TEXT BLOCK =>
---

2. Entitlement to service connection for obstructive sleep apnea (OSA), claimed as secondary to service-connected hiatal hernia, chronic duodenal ulcer with gastroesophageal reflux disease (GERD), and bronchitis.
REPRESENTATION
Appellant represented by: Texas Veterans Commission
WITNESS AT HEARING ON APPEAL
The Veteran and his spouse
ATTORNEY FOR THE BOARD
J.A. Williams, Associate Counsel
INTRODUCTION
The Veteran served on active duty from January 1955 to April 1978.
This matter comes before the Board of Veterans Appeals (Board) on appeal from June 2008 and December 2010 rating decisions issued by the Department of Veterans Affairs (VA) Regional Office (RO) in Waco, Texas, which denied service connection for obstructive sleep apnea and a right knee disability respectively.
In May 2013, the Veteran and his spouse testified at a hearing before a Decision Review Officer (DRO) at the RO. He also provided testimony at a Board video-conference hearing before a Veterans Law Judge in February 2016. Transcripts of both hearings have been associated with the record. In May 2017, the Veteran was notified that the Veterans Law Judge who had conducted the February 2016 hearing was no longer employed by the Board. As such, he was offered an opportunity to testify at a new Board hearing. However, in May 2017, the Veteran responded that he did not wish to appear at another Board hearing and requested that his case be considered on the evidence of record.

---

EXERCISE REQUIREMENTS =>
1. In the Board decision excerpt, what were the start and end of the Veteran's active duty service?
2. Please list every month and year mentioned in the Board decision excerpt, giving each one only once.
3. Write the next part of the Board decision excerpt, starting right after its last sentence.

SUPPLIED INFORMATION =>

---

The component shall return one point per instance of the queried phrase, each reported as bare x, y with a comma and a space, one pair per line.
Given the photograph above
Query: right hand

---

ANSWERS TO THIS EXERCISE =>
1. From January 1955 to April 1978.

2. January 1955, April 1978, June 2008, December 2010, May 2013, February 2016, May 2017

3.
In May 2016 and July 2017, the Board remanded these claims for additional development. The Board finds that with respect to the Veteran's right knee claim, the RO substantially complied with the remand instructions and that any lack of compliance was remedied by subsequent remands. See D'Aries v. Peake, 22 Vet. App. 97 (2008) (holding that only substantial, and not strict, compliance with the terms of a Board remand is required pursuant to Stegall v. West, 11 Vet. App. 268 (1998)).
The Board also notes that the Veteran's claim of entitlement to service connection for a bilateral hand disorder, to include arthritis, to include as secondary to service-connected residuals of a right hand fracture was granted during the pendency of this appeal. See August 2017 Rating Decision. The Board considers this a full grant of the benefits sought on appeal and therefore will not address the issue in the decision below.
This appeal has been advanced on the Board's docket pursuant to 38 C.F.R. § 20.900(c) (2016). 38 U.S.C.A. § 7107(a)(2) (West 2014).
The issue of entitlement to service connection for obstructive sleep apnea is addressed in the REMAND portion of the decision below and is REMANDED to the Agency of Original Jurisdiction.
FINDINGS OF FACT
1. The Veteran's right knee disability did not have its onset in service, did not manifest to a compensable degree within one year of separation and is not otherwise related to service.
2. The Veteran's right knee disability was not proximately due to or aggravated by his service-connected bilateral ankle disabilities.
CONCLUSION OF LAW
The criteria for service connection for a right knee disability are not met.
38 U.S.C.A. §§ 1110, 1131, 5107 (West 2014); 38 C.F.R. §§ 3.303, 3.307, 3.309, 3.310 (2016).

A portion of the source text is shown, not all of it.